## BEGIN Given information

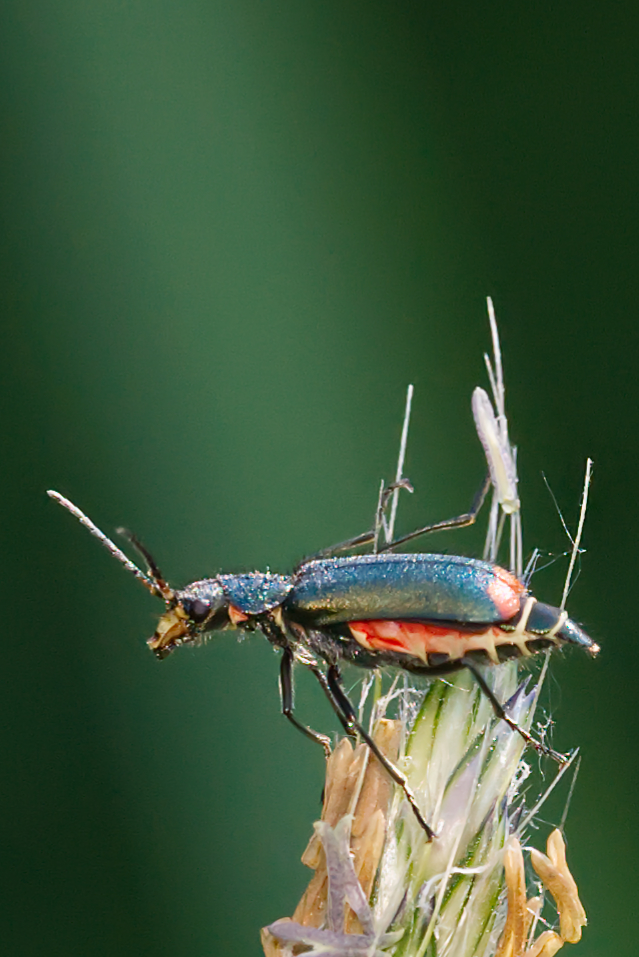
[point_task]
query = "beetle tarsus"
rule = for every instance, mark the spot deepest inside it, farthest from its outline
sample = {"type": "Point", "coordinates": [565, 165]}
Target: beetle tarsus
{"type": "Point", "coordinates": [340, 701]}
{"type": "Point", "coordinates": [498, 708]}
{"type": "Point", "coordinates": [286, 689]}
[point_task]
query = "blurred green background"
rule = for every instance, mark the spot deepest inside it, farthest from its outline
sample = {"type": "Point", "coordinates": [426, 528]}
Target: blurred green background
{"type": "Point", "coordinates": [231, 234]}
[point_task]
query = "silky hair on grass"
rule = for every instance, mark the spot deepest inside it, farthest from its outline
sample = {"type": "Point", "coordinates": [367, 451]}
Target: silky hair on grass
{"type": "Point", "coordinates": [380, 887]}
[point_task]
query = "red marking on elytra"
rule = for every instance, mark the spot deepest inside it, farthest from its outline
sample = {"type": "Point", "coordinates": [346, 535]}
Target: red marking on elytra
{"type": "Point", "coordinates": [505, 591]}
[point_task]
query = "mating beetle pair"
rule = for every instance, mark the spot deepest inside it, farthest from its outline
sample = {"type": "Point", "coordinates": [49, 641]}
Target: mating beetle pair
{"type": "Point", "coordinates": [428, 614]}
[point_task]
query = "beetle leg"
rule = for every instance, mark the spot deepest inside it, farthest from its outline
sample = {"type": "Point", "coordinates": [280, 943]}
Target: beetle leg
{"type": "Point", "coordinates": [286, 690]}
{"type": "Point", "coordinates": [499, 711]}
{"type": "Point", "coordinates": [460, 521]}
{"type": "Point", "coordinates": [343, 707]}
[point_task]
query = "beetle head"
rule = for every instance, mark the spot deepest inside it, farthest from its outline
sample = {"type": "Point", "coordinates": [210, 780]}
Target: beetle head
{"type": "Point", "coordinates": [199, 608]}
{"type": "Point", "coordinates": [196, 609]}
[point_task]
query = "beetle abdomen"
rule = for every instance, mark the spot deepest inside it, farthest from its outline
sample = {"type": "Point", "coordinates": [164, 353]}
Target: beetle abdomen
{"type": "Point", "coordinates": [537, 626]}
{"type": "Point", "coordinates": [424, 640]}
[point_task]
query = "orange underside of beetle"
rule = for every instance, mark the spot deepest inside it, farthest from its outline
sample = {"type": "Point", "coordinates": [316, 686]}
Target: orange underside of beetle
{"type": "Point", "coordinates": [420, 639]}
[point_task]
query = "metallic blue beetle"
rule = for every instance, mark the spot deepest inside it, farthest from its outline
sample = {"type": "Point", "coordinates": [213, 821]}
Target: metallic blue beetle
{"type": "Point", "coordinates": [428, 614]}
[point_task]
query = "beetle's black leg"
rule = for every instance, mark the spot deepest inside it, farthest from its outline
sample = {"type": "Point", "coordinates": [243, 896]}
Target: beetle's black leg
{"type": "Point", "coordinates": [499, 711]}
{"type": "Point", "coordinates": [460, 521]}
{"type": "Point", "coordinates": [340, 702]}
{"type": "Point", "coordinates": [286, 690]}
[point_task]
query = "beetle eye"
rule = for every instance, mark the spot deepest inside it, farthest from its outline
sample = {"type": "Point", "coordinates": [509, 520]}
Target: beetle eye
{"type": "Point", "coordinates": [197, 610]}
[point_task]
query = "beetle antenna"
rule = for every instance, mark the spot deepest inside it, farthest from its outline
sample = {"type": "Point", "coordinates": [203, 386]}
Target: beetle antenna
{"type": "Point", "coordinates": [580, 528]}
{"type": "Point", "coordinates": [158, 578]}
{"type": "Point", "coordinates": [152, 586]}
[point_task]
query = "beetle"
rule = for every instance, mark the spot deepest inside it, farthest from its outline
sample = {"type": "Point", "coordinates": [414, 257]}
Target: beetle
{"type": "Point", "coordinates": [428, 614]}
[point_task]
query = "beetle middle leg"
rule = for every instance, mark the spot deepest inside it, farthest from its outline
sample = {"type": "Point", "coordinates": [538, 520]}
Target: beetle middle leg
{"type": "Point", "coordinates": [286, 689]}
{"type": "Point", "coordinates": [346, 712]}
{"type": "Point", "coordinates": [498, 708]}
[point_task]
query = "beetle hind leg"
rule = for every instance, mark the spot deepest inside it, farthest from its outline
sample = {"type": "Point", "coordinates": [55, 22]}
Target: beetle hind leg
{"type": "Point", "coordinates": [346, 711]}
{"type": "Point", "coordinates": [498, 708]}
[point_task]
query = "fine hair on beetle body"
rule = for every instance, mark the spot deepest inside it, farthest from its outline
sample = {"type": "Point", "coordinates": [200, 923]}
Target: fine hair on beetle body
{"type": "Point", "coordinates": [427, 614]}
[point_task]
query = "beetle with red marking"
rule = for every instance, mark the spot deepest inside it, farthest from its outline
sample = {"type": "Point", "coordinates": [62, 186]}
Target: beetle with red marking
{"type": "Point", "coordinates": [424, 613]}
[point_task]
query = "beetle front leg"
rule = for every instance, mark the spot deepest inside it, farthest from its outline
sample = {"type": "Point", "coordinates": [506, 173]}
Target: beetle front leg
{"type": "Point", "coordinates": [498, 708]}
{"type": "Point", "coordinates": [342, 705]}
{"type": "Point", "coordinates": [286, 690]}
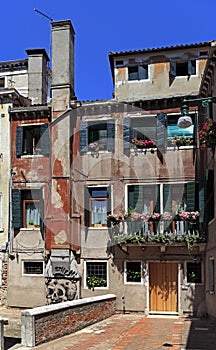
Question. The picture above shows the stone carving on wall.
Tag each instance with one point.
(62, 276)
(60, 289)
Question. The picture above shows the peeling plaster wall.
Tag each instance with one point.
(159, 83)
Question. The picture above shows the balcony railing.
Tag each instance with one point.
(162, 232)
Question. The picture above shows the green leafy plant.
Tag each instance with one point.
(133, 276)
(93, 281)
(182, 141)
(207, 135)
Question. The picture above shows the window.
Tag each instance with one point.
(146, 198)
(97, 206)
(183, 68)
(96, 274)
(145, 128)
(194, 272)
(119, 63)
(0, 210)
(173, 129)
(33, 268)
(211, 276)
(99, 136)
(31, 140)
(27, 208)
(2, 83)
(138, 72)
(31, 212)
(133, 272)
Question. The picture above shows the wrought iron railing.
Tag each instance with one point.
(164, 232)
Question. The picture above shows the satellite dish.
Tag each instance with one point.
(184, 122)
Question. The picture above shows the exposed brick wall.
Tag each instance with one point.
(57, 320)
(3, 287)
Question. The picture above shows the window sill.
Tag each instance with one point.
(29, 228)
(98, 227)
(98, 152)
(180, 147)
(32, 155)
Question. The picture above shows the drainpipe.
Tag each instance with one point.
(10, 234)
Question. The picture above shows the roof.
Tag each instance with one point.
(14, 65)
(176, 47)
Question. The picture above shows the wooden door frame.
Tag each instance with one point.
(148, 287)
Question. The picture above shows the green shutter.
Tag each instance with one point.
(157, 204)
(19, 141)
(167, 205)
(86, 206)
(110, 135)
(44, 139)
(41, 208)
(109, 200)
(191, 190)
(143, 72)
(161, 131)
(202, 201)
(16, 209)
(126, 135)
(173, 68)
(83, 136)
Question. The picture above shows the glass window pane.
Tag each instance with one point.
(99, 211)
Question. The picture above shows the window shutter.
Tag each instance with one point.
(109, 200)
(191, 196)
(41, 208)
(110, 135)
(143, 72)
(83, 136)
(19, 141)
(16, 208)
(173, 68)
(167, 206)
(135, 198)
(202, 201)
(44, 139)
(86, 206)
(157, 204)
(191, 67)
(126, 135)
(161, 131)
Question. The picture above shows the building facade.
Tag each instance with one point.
(110, 196)
(138, 187)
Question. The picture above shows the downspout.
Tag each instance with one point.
(10, 233)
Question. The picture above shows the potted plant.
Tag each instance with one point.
(143, 143)
(182, 141)
(207, 135)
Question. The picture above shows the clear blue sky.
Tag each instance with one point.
(102, 26)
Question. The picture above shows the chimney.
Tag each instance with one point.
(37, 75)
(62, 88)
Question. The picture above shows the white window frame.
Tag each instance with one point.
(138, 80)
(32, 274)
(125, 272)
(85, 273)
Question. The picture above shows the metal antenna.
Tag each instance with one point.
(51, 20)
(43, 14)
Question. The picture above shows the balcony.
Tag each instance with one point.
(162, 232)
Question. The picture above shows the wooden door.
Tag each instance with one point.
(163, 286)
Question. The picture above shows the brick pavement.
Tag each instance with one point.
(138, 332)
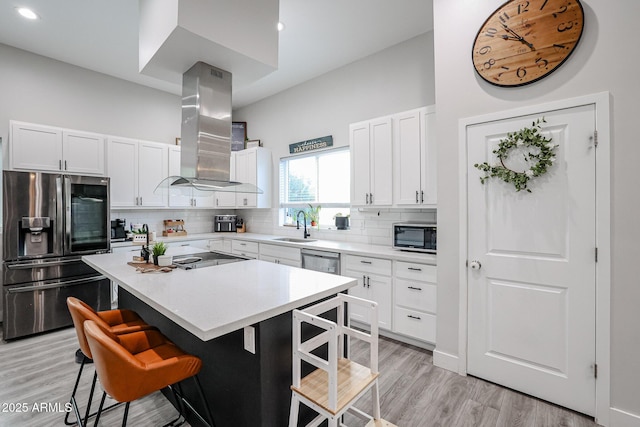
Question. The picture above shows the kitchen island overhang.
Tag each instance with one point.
(242, 388)
(213, 301)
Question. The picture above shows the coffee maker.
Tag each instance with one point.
(118, 233)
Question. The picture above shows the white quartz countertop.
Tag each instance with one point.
(212, 301)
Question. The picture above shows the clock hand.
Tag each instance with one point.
(516, 37)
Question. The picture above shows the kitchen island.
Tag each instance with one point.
(208, 311)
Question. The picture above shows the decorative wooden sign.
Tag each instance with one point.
(311, 144)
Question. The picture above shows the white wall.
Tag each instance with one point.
(605, 60)
(41, 90)
(396, 79)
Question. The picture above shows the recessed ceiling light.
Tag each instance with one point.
(27, 13)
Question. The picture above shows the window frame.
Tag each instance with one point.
(282, 184)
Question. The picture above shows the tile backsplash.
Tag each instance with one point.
(196, 221)
(368, 226)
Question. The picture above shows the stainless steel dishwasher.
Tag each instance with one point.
(326, 262)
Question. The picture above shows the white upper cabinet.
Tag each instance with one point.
(225, 199)
(415, 158)
(186, 197)
(371, 162)
(253, 166)
(47, 148)
(136, 168)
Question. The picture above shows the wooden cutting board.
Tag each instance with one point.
(149, 267)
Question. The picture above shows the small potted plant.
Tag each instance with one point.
(342, 222)
(314, 215)
(158, 250)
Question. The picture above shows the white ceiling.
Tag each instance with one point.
(320, 36)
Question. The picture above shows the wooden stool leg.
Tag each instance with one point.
(375, 398)
(104, 396)
(293, 411)
(74, 404)
(126, 414)
(204, 401)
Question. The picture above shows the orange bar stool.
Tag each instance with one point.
(114, 321)
(131, 366)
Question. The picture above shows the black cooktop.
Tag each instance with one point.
(204, 259)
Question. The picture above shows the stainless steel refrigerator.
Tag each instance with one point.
(49, 222)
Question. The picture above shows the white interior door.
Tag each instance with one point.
(531, 319)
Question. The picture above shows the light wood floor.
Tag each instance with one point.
(413, 392)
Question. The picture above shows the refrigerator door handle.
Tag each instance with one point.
(37, 264)
(59, 284)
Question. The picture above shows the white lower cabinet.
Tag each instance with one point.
(374, 284)
(415, 291)
(281, 255)
(245, 248)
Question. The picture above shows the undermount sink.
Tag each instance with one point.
(294, 240)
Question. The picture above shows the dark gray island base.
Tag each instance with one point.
(242, 389)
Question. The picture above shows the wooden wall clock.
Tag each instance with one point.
(524, 41)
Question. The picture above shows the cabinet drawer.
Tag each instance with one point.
(244, 246)
(369, 265)
(414, 271)
(277, 251)
(416, 324)
(416, 295)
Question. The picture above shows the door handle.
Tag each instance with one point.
(43, 287)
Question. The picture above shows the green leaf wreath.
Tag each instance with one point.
(543, 154)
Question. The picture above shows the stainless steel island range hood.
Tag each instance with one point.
(206, 133)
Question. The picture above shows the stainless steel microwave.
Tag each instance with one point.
(418, 237)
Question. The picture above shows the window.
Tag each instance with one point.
(321, 179)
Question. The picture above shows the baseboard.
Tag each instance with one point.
(620, 418)
(445, 360)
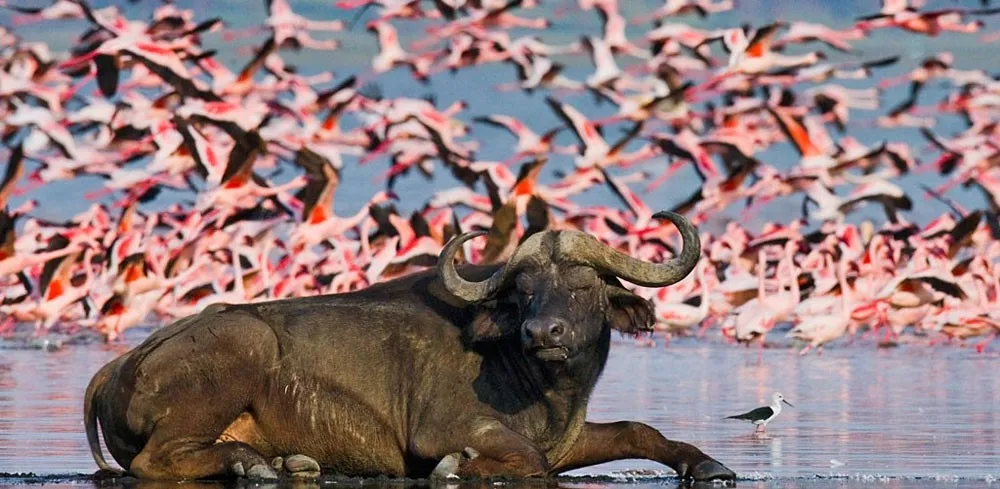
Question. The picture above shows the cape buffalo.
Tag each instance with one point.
(431, 375)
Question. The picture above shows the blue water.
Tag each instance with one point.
(860, 413)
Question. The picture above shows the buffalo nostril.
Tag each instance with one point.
(556, 330)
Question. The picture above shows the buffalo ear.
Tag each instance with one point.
(493, 320)
(629, 313)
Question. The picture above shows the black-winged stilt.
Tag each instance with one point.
(763, 415)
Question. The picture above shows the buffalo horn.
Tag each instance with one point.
(585, 249)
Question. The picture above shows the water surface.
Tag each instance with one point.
(912, 413)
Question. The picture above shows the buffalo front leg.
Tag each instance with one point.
(493, 450)
(196, 459)
(606, 442)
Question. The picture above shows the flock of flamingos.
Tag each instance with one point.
(144, 105)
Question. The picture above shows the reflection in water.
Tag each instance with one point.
(911, 412)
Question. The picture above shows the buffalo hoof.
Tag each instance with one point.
(261, 472)
(258, 471)
(710, 470)
(301, 466)
(449, 466)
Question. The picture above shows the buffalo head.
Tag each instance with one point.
(560, 290)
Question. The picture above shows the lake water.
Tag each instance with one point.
(913, 416)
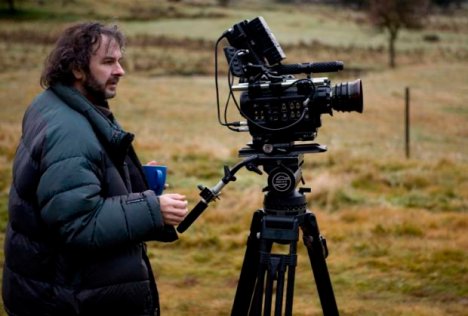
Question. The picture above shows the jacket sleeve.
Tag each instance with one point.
(71, 203)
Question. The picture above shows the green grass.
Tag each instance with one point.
(395, 227)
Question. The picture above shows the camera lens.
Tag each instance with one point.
(347, 96)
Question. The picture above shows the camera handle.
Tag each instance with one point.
(208, 195)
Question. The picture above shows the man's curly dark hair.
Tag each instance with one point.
(73, 51)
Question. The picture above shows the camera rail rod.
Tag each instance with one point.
(269, 85)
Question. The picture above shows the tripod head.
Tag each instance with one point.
(282, 163)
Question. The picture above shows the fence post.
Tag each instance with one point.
(407, 122)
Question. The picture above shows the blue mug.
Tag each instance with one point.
(156, 177)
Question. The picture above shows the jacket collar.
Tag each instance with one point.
(110, 133)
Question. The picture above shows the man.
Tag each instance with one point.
(80, 209)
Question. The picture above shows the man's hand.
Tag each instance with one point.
(173, 208)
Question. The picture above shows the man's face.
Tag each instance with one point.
(105, 71)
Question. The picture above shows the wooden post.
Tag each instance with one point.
(407, 122)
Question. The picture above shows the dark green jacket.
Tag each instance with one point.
(79, 212)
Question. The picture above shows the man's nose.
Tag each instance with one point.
(118, 70)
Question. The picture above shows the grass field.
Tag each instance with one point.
(396, 227)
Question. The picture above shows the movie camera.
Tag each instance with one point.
(282, 115)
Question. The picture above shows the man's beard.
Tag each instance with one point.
(96, 90)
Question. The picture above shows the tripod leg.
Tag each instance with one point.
(250, 267)
(316, 251)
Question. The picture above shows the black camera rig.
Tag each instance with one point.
(279, 108)
(283, 114)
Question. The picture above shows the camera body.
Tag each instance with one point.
(278, 107)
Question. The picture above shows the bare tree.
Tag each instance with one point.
(393, 15)
(11, 6)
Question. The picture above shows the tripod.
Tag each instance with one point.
(254, 292)
(285, 211)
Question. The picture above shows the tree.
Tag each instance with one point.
(393, 15)
(11, 6)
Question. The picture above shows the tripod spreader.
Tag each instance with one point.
(208, 195)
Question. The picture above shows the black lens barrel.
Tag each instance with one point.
(347, 96)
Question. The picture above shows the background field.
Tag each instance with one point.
(396, 227)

## END Given information

◆ Exercise goal
The lines to reproduce run from the one that contains "Question. The picture above shows the movie" through the last line above; copy them exactly.

◆ The result
Question. The picture above shows the movie camera.
Tag each instance with one point.
(282, 115)
Question. The picture above shows the man's beard.
Tag each instance with one point.
(96, 90)
Question. The picture above shows the tripod leg.
Tag each instance with one point.
(250, 267)
(316, 251)
Question. The picture above shows the black camera rig.
Tag each instance with one point.
(279, 108)
(283, 114)
Question. The picture above shows the camera body.
Tag each instance with one point.
(278, 107)
Question. The picture above shows the bare tree.
Tag each instance with one point.
(393, 15)
(11, 6)
Question. The picture above shows the tripod.
Tag each instance with one point.
(254, 292)
(285, 211)
Question. The picture above shows the tree.
Tag each instance with one point.
(393, 15)
(11, 6)
Question. The picture above shows the tripod spreader.
Tag each instance with one point.
(208, 195)
Question. The picture above shows the black lens barrel.
Tag each instance with one point.
(347, 96)
Question. The picture above shows the background field.
Tag each instance with one point.
(396, 227)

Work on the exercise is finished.